Requirement 1:
List each health outcome that the E. coli at Chipotle article says harmful types of E. coli can cause or lead to.
Requirement 2:
Extend the E. coli at Chipotle article from its final sentence onward.

Provided text below:

E. Coli at Chipotle


Claire Payne, Staff Writer and Assistant Content Editor

The next time you want to take a trip to your favorite burrito and guacamole restaurant, you might want to think. In recent news, Chipotle has been put on the line for customer health issues. In Washington, there have been around 29 cases of E.coli after eating Chipotle. In Oregon, the number of cases rose up to 10. It is likely that there are more cases because some may have not sought medical treatment. As a result, Chipotle closed all of the restaurants in the area, and the company is still working with health officials to determine the cause of this.

If unfamiliar with E.coli, it is a germ, or bacterium, that lives in the digestive tracts of humans and animals. There are many different types, and while most are harmless, some can cause severe anemia or kidney failure, which can lead to death. You can get E. coli infection by coming into contact with the feces, or stool, of humans or animals, or from drinking contaminated water E. coli can also get into meat during processing, which is most likely how the bacterium sneaked into Chipotle.

End of Provided text.
Given information below:

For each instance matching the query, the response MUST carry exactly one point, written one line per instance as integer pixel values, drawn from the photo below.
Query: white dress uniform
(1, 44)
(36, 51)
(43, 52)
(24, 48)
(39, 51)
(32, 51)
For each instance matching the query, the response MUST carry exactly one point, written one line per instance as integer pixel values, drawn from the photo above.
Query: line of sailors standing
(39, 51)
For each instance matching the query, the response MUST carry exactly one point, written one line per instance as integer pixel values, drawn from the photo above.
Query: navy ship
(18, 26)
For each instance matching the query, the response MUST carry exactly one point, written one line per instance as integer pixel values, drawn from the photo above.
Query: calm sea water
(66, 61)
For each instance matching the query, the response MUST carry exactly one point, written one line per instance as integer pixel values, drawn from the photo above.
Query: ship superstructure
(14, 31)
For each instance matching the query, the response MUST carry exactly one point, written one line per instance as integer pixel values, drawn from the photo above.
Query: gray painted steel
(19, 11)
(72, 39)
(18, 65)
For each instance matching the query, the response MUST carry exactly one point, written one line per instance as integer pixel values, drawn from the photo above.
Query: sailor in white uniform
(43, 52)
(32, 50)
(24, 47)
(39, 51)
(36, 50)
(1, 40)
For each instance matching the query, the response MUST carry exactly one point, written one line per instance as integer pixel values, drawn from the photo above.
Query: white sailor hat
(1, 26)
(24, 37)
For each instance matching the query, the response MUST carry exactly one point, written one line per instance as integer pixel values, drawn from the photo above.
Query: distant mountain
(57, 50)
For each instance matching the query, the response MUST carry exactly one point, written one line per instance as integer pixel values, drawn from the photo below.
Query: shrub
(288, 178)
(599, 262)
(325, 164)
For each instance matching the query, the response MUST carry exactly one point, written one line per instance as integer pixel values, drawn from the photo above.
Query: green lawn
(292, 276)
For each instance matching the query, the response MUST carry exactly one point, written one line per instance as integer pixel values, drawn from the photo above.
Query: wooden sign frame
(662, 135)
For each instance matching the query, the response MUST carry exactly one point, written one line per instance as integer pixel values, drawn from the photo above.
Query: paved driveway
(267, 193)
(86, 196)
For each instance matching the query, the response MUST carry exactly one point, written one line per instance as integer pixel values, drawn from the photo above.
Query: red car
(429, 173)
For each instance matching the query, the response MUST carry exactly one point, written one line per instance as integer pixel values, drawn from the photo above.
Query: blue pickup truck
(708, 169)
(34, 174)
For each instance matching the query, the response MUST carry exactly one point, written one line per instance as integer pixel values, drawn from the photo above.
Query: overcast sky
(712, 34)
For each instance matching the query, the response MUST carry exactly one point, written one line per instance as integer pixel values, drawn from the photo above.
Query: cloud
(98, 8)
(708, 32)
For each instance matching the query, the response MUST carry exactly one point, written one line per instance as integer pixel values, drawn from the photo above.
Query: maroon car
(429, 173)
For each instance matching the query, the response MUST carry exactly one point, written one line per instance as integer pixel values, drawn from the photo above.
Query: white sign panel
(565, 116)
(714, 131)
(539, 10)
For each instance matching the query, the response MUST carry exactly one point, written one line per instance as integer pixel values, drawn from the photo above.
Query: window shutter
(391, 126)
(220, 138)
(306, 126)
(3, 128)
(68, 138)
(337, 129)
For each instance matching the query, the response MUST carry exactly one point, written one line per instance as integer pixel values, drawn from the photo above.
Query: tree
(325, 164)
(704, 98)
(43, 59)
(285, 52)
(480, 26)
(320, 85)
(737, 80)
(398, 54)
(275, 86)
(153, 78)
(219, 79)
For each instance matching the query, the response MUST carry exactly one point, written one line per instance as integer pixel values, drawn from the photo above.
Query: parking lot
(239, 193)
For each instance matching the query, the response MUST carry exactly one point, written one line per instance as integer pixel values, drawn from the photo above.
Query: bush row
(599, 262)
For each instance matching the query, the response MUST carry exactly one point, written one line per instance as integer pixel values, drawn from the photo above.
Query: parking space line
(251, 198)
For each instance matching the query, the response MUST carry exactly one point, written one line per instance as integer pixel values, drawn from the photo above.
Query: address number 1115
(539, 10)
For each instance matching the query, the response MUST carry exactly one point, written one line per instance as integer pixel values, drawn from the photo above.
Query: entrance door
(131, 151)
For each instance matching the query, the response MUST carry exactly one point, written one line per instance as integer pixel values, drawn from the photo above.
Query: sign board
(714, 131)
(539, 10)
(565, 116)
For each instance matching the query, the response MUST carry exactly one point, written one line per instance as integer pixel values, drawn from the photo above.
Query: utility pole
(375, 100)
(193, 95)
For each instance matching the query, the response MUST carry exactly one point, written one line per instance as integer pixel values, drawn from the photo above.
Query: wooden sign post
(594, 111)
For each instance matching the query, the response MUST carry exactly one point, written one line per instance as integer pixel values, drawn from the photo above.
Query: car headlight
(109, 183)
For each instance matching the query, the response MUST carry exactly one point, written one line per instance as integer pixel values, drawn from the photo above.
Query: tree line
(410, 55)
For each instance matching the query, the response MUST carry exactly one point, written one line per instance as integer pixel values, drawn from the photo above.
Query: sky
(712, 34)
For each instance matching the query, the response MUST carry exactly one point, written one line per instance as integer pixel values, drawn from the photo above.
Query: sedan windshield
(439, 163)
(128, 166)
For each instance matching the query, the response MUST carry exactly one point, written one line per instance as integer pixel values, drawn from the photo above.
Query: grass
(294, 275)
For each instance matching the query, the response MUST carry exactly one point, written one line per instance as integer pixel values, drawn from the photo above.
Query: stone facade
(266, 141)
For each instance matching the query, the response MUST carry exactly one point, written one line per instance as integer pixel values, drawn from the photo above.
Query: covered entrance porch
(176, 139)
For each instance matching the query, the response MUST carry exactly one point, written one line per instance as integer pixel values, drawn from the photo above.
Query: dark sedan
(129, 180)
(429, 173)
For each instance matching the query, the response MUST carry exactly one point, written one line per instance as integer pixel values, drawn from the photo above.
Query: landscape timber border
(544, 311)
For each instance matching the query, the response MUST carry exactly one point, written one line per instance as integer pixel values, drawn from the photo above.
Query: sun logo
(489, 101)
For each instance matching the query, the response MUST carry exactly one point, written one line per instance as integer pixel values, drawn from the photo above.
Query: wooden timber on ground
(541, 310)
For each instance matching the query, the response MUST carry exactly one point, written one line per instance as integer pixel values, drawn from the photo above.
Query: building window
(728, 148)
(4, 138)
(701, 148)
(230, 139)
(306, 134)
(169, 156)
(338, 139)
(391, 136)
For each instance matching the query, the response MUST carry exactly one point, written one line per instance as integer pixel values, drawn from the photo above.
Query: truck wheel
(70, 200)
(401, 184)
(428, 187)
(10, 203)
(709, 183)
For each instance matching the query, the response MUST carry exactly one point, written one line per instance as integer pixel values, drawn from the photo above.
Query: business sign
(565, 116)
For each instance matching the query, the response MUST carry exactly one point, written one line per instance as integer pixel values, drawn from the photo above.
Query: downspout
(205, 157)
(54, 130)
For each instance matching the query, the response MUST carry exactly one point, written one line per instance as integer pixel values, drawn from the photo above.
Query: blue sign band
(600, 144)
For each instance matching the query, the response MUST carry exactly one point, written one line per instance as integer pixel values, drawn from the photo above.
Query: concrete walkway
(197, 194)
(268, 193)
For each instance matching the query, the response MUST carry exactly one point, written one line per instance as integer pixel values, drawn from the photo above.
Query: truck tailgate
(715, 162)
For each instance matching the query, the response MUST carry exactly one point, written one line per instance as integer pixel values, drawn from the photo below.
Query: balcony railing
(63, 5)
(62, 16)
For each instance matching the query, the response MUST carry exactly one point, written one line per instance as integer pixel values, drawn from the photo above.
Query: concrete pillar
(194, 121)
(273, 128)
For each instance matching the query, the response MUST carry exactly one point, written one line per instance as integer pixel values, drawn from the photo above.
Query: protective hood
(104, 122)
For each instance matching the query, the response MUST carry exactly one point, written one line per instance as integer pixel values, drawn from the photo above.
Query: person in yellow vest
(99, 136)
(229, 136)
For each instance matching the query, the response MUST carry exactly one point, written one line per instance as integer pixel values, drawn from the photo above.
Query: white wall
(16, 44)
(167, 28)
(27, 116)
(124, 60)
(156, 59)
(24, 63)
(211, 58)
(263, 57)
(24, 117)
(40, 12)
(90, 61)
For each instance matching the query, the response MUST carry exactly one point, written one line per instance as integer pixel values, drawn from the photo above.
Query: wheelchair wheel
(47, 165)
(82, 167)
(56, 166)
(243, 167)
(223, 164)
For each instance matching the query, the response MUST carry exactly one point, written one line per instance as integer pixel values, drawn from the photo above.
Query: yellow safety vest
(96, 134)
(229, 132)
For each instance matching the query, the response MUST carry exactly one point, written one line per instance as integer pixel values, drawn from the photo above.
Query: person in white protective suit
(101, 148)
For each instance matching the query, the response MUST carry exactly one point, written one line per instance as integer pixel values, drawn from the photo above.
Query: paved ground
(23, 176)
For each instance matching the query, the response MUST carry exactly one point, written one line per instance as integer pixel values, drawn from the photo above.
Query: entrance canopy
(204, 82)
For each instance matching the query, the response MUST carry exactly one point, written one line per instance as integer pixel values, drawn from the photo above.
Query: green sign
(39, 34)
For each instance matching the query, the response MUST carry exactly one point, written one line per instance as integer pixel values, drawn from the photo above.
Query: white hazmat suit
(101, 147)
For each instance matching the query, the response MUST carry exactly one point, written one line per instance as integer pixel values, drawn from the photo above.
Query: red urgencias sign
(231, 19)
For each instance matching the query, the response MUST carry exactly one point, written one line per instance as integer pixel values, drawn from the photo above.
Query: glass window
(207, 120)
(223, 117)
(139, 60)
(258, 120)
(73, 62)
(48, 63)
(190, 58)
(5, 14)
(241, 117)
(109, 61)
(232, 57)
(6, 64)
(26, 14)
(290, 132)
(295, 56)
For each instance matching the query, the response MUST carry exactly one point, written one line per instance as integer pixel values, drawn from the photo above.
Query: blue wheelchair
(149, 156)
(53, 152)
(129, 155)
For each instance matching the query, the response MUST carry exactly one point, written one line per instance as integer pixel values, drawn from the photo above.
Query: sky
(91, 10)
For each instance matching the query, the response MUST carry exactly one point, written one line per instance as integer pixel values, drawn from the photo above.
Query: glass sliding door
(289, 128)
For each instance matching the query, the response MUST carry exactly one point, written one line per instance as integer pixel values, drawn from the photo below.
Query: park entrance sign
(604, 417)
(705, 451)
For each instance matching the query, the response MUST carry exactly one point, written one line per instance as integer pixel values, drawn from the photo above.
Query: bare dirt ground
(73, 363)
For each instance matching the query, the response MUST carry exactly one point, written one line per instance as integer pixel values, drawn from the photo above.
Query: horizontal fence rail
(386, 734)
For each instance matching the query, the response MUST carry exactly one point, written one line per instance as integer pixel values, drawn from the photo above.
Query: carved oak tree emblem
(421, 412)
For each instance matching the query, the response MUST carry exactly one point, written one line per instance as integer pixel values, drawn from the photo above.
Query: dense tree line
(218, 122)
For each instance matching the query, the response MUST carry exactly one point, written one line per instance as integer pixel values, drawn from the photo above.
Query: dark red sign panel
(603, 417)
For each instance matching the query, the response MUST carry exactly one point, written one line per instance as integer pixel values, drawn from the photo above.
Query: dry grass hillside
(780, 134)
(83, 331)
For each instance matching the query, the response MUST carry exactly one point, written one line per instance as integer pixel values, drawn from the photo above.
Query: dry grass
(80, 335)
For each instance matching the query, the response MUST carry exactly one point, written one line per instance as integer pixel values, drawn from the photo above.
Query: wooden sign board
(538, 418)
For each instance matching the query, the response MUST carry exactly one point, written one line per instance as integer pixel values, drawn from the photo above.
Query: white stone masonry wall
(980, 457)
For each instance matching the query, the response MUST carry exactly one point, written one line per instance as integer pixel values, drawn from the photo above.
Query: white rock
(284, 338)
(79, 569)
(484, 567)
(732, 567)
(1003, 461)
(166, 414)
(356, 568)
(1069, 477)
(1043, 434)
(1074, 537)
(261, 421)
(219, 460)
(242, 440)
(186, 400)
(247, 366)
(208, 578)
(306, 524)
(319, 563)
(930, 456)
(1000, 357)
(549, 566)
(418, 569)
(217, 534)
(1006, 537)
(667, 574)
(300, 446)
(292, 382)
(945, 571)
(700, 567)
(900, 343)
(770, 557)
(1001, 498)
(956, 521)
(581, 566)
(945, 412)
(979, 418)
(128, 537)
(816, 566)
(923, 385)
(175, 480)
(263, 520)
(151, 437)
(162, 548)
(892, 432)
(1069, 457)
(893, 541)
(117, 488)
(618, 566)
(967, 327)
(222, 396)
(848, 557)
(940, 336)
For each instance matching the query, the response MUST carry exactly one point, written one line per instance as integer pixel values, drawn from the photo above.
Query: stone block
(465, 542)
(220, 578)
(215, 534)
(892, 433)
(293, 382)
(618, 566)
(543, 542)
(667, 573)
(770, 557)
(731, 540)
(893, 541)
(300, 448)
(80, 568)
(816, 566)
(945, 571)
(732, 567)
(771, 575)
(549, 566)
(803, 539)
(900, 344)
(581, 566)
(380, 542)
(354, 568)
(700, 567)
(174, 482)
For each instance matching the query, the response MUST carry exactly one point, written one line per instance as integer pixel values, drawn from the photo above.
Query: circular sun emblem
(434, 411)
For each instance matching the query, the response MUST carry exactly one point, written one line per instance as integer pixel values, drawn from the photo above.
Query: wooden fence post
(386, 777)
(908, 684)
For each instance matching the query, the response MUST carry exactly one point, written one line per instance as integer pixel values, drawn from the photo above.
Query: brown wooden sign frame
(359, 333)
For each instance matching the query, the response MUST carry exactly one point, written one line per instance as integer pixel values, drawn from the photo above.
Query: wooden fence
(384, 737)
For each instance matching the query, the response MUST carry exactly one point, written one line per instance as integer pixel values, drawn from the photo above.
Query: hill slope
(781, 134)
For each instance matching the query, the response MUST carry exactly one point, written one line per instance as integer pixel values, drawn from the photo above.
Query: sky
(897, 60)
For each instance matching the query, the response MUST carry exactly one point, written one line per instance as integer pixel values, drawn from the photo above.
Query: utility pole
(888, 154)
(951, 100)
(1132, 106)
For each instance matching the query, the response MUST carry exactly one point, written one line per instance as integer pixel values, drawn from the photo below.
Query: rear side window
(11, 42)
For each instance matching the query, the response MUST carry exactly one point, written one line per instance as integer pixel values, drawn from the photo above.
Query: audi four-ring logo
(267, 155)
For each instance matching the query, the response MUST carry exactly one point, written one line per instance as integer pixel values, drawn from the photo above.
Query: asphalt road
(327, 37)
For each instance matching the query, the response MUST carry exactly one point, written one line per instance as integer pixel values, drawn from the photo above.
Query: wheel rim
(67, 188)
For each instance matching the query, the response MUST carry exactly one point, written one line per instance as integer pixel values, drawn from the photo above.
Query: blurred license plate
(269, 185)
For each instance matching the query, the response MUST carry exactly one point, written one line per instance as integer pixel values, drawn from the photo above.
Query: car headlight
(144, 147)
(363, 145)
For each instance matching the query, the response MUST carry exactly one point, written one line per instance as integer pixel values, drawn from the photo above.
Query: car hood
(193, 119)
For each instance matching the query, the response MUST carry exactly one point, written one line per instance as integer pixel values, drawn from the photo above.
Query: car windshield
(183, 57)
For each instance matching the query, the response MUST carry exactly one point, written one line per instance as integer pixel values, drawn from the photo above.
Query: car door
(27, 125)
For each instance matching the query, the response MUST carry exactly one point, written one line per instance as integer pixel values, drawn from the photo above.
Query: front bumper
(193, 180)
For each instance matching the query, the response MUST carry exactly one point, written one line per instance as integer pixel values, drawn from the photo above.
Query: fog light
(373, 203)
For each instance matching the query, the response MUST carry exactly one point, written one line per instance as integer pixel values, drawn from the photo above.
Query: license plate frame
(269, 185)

End of Given information.

Answer 1:
Severe anemia, kidney failure, death

Answer 2:
However, this is not the only virus contaminating Chipotle this year. In August, there was a norovirus outbreak in Simi Valley, California. Soon after, there were cases of salmonella in Minnesota traced back to tomatoes.

Chipotle officials warned: “We may be at a higher risk for food-borne illness outbreaks than some competitors due to our use of fresh produce and meats rather than frozen, and our reliance on employees cooking with traditional methods rather than automation.”